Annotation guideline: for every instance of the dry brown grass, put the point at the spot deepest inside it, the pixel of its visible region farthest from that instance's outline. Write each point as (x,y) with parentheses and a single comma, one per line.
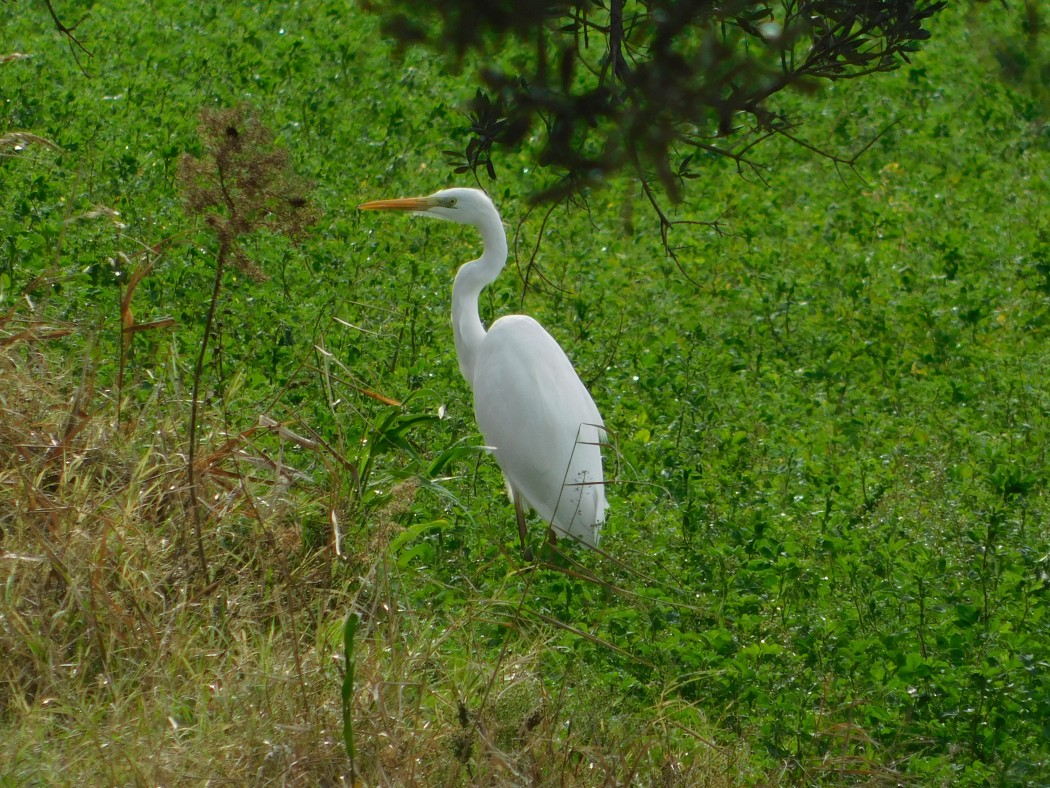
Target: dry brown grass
----
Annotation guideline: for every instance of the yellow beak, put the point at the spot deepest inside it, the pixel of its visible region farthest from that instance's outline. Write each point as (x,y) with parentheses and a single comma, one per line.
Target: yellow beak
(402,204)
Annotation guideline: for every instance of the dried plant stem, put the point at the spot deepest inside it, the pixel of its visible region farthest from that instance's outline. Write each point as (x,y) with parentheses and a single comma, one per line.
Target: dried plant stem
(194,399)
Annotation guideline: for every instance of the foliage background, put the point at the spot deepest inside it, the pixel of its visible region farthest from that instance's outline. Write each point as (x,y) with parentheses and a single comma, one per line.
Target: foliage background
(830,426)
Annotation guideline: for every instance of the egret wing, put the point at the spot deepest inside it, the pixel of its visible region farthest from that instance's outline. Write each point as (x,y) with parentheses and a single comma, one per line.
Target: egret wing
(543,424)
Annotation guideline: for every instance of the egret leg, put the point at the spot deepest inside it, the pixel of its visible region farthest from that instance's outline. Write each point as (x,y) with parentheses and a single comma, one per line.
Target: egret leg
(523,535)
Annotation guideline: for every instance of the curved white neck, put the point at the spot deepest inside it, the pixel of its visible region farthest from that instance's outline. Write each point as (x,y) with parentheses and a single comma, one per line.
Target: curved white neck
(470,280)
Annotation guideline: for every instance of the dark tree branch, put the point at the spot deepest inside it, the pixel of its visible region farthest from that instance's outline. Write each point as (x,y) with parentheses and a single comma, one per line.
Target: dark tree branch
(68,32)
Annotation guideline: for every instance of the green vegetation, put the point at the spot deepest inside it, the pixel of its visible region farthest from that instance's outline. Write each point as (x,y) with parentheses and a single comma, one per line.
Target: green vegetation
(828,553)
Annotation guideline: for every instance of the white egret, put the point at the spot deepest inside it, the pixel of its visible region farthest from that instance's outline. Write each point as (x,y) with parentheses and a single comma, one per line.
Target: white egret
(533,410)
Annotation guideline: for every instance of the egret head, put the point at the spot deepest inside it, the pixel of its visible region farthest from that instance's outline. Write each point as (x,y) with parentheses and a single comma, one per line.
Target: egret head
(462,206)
----
◆ **Task instructions**: Go through the records and count the lines that include "brown", then give only that number.

◆ **Result of this task**: 2